**Given instruction**
Please rewrite the records below, swapping "one keypoint" for "a single keypoint" and leaving everything else unchanged.

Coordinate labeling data
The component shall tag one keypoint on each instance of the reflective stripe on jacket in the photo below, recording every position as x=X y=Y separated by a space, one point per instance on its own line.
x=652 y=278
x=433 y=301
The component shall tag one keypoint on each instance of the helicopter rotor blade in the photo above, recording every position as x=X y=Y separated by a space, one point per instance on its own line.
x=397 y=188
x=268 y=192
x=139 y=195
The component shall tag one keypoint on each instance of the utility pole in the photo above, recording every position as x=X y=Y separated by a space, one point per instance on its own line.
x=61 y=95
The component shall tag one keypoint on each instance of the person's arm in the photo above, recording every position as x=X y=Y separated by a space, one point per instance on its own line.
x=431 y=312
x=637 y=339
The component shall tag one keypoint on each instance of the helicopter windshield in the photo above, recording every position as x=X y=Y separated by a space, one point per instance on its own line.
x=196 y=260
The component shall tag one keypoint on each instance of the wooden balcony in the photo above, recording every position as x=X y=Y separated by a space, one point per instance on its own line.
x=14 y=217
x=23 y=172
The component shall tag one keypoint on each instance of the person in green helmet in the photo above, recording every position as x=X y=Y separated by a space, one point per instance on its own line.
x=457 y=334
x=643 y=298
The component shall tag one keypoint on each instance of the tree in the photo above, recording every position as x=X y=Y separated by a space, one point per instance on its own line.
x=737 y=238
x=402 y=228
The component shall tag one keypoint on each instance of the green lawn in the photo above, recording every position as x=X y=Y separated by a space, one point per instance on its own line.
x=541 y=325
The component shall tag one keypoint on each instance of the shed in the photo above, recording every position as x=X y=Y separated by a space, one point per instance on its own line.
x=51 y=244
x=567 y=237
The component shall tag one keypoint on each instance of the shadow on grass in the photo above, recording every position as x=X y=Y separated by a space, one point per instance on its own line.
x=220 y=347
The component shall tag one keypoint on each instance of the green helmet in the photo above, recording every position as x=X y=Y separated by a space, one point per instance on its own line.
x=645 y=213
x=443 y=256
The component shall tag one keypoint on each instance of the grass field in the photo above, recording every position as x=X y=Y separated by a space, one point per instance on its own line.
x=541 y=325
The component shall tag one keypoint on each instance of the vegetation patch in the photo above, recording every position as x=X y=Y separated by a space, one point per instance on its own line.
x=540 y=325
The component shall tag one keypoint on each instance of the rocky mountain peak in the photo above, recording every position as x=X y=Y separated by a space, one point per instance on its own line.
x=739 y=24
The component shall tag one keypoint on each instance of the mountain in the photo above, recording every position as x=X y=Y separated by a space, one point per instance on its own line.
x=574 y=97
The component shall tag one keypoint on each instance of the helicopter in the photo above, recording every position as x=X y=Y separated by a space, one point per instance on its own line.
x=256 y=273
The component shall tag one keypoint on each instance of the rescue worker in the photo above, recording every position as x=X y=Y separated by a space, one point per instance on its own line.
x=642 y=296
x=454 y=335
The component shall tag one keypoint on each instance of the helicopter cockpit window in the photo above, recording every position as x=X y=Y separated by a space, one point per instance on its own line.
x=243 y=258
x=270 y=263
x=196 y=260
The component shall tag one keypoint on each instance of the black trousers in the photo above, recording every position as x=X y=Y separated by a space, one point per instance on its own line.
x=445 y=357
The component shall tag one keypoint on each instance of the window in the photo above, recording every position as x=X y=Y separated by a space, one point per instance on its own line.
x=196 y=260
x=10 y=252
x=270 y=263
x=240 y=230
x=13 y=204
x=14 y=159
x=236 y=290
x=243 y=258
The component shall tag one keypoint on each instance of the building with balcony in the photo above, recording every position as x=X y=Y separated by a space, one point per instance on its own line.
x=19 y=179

**Exercise result**
The component shall tag a single keypoint on each instance of the reflective stripe on jacket in the photo below, recording every position as x=X y=Y separated by a space, one point per instance on its own line.
x=652 y=278
x=433 y=301
The component shall tag a single keypoint on each instance of the helicopter rotor blade in the photo above, recording every position as x=X y=Y separated by a space, one point per instance on its own line.
x=397 y=188
x=268 y=192
x=139 y=195
The component shall tag a single keypoint on each instance of the utility pole in the photo above, recording every position as x=X y=Y separated by a space, one point per instance on its own line.
x=61 y=95
The component shall tag a single keypoint on each instance of the person's arm in the photo above, recording every position as x=X y=Y separated by a space, one point per instance on its own line.
x=431 y=312
x=637 y=339
The component shall tag a single keypoint on each instance of the helicopter windshield in the photo above, recording every position as x=X y=Y separated by a space, one point per instance on its own line.
x=196 y=260
The component shall tag a single keypoint on each instance of the wooden balcony in the photo above, recording every position as x=X y=Y separated by a space, one point per instance on its own line.
x=14 y=217
x=23 y=172
The component shall tag a single keypoint on each instance of the person in green helmet in the photo above, recording every position as x=X y=Y separated by a space, one point per instance on its own line.
x=457 y=334
x=643 y=298
The component shall tag a single keypoint on each instance of the tree in the photo above, recording every position as x=X y=Y separated by a space, one point per instance on its own line.
x=737 y=238
x=402 y=228
The component shall tag a single keypoint on each instance of the green lawn in the photo above, recording every position as x=X y=Y separated by a space, one point per instance on its own line.
x=541 y=325
The component shall tag a single keypoint on each instance of the shed in the photo above, recording every position as x=X y=Y separated by a space, one point per instance on its own line.
x=51 y=244
x=567 y=237
The component shall tag a single keypoint on each instance of the shadow on grass in the photo above, recording every position as x=X y=Y separated by a space, one point per instance on its own line.
x=220 y=347
The component shall tag a single keypoint on each instance of the green helmet in the photo above, recording every position as x=X y=Y separated by a space, one point per instance on its own line.
x=645 y=213
x=443 y=256
The component shall tag a single keypoint on each instance of the grass field in the photo above, recording every position as x=X y=Y separated by a space, one point per instance on its own line.
x=541 y=325
The component shall tag a single keypoint on each instance of the vegetation patch in the photo above, recording every position as x=X y=Y separated by a space, one point per instance on its own line.
x=540 y=325
The component shall tag a single keypoint on each instance of the rocky mountain peak in the photo above, recording every position as x=X y=Y separated by a space, one point per instance on its own line.
x=739 y=24
The component shall tag a single keypoint on each instance of the mountain in the photo above, recording every position as x=X y=Y separated by a space, one point per instance on its own line.
x=574 y=97
The component shall tag a single keypoint on each instance of the helicopter in the photo above, recording every position as x=X y=Y separated by a space, one point per instance on its own line.
x=256 y=273
The component shall tag a single keypoint on each instance of the rescue worker in the photo above, recording every position as x=X y=Y separated by a space, one point per instance on its own line.
x=642 y=296
x=454 y=335
The component shall tag a single keypoint on each instance of the helicopter cockpit window in the photo above, recording every position as x=X y=Y separated by a space, one point per instance on its own line.
x=243 y=258
x=270 y=263
x=196 y=260
The component shall tag a single keypoint on each instance of the black trousers in the photo above, recording every position as x=X y=Y separated by a space, one point per instance on its own line.
x=445 y=357
The component shall tag a single keypoint on each instance of the window in the photo above, recording every position as x=X y=Y separated by a space, one point per instance on its own line.
x=196 y=260
x=10 y=252
x=270 y=263
x=240 y=230
x=13 y=204
x=14 y=159
x=236 y=290
x=243 y=258
The component shall tag a single keypoint on each instance of the building with balcony in the photo above, recording every position as x=X y=Y separated by a space, one point per instance on its own line.
x=19 y=179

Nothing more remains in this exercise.